Eterno Retorno

Wednesday, July 21, 2010


Iker es el niño más valiente del mundo. Esta mañana lo hemos llevado a vacunar y resistió los piquetes como si tan solo un mosquito lo hubiera molestado. Ni asomo de llanto. La pila, como siempre, altísima, a tope, jugando en su nueva alfombra donde suenan las ruedas del autobús. Iker ha cruzado una nueva frontera. Hace muy poco teníamos un bebito. Hoy tenemos un niño que usa ropa de año, que se mueve por toda la cama y te sujeta con fuerza. Lo mejor de estos días, es la posibilidad de poder convivir con él todo el día. Creo que empiezo a sentir nostalgia de estos días, de esta edad irrepetible. Cada nueva mañana es un paso acelerado hacia su crecimiento. Ya no tenemos un bebito recién nacido y en un abrir y cerrar de ojos, tendremos un hijo de un año y entonces lamentaré no haber pasado más tiempo con él. La sentencia del tiempo no conoce el perdón. El tiempo marcha en cámara rápida, como un caballo sin rienda, como un tren sin frenos. Los instantes son polvo, arena mojada y la vida se ha transformado en una prófuga en perpetua carrera. Iker crece, la vida nos saca la lengua y el Sol no sale este julio. No recuerdo un verano más oscuro. Hoy por la mañana la carretera yacía sepultada bajo una lluvia que hubiera jurado decembrina y el manto de niebla y humedad podías cortarlo a cuchilladas.

## EJERCICIO BREVE A
Renombra "small shed" como "wooden hut" en los registros, desde la línea que contiene "notation: point(20, 28)." hasta el final de los registros, y reproduce esas líneas sin ningún otro cambio.

## MATERIAL DEL EJERCICIO
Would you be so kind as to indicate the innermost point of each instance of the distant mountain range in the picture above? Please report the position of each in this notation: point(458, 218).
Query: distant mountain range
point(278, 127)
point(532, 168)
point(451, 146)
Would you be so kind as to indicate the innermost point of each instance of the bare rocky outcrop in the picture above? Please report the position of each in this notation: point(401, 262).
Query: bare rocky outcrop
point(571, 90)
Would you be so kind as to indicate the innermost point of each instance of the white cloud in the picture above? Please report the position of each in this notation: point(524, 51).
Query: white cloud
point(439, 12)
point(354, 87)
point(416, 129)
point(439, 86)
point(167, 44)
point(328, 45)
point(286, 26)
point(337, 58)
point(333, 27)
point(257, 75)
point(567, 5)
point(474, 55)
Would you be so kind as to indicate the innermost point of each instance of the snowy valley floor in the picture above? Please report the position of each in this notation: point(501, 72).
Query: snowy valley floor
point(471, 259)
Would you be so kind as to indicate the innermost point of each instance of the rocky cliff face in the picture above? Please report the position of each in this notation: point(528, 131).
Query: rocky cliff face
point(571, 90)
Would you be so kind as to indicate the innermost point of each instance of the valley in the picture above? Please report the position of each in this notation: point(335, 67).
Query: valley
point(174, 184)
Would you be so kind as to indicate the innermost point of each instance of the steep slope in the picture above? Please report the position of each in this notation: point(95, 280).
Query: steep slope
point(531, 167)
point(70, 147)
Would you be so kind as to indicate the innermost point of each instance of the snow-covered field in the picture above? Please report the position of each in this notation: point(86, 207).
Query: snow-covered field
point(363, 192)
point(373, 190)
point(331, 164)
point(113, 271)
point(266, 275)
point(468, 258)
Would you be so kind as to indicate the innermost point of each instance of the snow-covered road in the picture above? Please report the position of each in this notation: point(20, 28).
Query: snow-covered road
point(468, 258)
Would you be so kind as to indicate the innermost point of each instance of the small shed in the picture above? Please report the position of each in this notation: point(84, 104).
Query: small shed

## EJERCICIO BREVE B
Responde a estas preguntas sobre el texto proporcionado:
(i) ¿Dónde estaba jugando Iker?
(ii) ¿Qué tipo de ropa usa ahora Iker?
(iii) ¿Bajo qué yacía sepultada la carretera hoy por la mañana?

## RESPUESTA DEL EJERCICIO A
Would you be so kind as to indicate the innermost point of each instance of the snow-covered road in the picture above? Please report the position of each in this notation: point(20, 28).
Query: snow-covered road
point(468, 258)
Would you be so kind as to indicate the innermost point of each instance of the wooden hut in the picture above? Please report the position of each in this notation: point(84, 104).
Query: wooden hut

## RESPUESTA DEL EJERCICIO B
(i) En su nueva alfombra donde suenan las ruedas del autobús.
(ii) Ropa de año.
(iii) Bajo una lluvia que hubiera jurado decembrina.